Using the data that follows, say how many lines contain the word "window", giving the number by itself.

==============================

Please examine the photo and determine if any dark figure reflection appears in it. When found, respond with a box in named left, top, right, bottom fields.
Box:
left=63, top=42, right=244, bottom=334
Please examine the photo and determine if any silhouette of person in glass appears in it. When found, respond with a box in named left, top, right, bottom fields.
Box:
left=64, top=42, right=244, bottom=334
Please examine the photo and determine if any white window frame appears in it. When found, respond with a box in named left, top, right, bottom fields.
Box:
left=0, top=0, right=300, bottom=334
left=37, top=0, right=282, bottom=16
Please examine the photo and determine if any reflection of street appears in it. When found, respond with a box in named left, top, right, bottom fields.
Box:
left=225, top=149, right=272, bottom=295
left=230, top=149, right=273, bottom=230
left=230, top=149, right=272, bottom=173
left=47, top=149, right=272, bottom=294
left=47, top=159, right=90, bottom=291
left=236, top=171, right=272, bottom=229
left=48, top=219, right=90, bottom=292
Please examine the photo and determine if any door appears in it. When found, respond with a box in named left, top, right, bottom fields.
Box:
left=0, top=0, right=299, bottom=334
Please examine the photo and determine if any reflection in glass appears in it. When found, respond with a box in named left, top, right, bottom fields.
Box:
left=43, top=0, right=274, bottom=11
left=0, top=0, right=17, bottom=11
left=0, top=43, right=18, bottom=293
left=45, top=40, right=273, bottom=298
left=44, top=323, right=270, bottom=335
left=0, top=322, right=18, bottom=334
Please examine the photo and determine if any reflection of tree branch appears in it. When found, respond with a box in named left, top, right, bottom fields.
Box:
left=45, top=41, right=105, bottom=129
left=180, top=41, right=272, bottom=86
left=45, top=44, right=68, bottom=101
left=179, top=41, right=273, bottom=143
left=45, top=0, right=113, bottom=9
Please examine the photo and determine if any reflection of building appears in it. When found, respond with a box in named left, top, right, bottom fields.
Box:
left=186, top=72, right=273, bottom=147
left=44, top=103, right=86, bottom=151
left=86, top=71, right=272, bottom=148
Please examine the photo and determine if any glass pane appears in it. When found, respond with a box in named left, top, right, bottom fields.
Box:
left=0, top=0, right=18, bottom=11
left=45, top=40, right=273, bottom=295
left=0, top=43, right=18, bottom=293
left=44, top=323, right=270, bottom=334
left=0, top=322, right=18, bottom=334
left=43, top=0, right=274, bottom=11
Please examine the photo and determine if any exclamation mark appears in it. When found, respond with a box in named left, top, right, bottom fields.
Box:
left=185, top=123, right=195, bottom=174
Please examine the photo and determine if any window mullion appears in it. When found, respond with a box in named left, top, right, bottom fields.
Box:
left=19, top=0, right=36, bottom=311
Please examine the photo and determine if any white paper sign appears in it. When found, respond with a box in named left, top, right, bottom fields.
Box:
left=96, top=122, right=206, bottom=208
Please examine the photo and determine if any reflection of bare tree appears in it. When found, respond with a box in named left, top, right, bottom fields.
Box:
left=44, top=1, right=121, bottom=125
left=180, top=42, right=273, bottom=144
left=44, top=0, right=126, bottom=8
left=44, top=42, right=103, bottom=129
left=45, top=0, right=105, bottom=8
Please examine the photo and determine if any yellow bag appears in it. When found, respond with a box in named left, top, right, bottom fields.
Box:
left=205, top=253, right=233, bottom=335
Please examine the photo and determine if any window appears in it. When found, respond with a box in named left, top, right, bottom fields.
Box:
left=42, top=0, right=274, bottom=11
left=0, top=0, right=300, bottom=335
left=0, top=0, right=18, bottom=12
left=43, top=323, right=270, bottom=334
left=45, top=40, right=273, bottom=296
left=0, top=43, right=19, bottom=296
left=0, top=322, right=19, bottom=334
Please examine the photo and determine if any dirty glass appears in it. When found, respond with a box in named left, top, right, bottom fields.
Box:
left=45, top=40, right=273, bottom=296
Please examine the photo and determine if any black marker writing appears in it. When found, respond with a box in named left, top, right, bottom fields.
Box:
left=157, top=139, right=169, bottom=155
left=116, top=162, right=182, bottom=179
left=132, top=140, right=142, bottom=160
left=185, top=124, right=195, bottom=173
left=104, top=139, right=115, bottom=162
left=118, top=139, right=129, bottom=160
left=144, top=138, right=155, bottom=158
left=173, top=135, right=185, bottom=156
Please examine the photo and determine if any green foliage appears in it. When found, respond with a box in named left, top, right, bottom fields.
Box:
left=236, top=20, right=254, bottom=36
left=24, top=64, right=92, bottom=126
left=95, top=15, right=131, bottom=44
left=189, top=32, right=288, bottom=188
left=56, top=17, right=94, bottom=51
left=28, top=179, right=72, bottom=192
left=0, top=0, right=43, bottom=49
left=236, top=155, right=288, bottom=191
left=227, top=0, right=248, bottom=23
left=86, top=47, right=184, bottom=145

==============================

Response to the exercise
3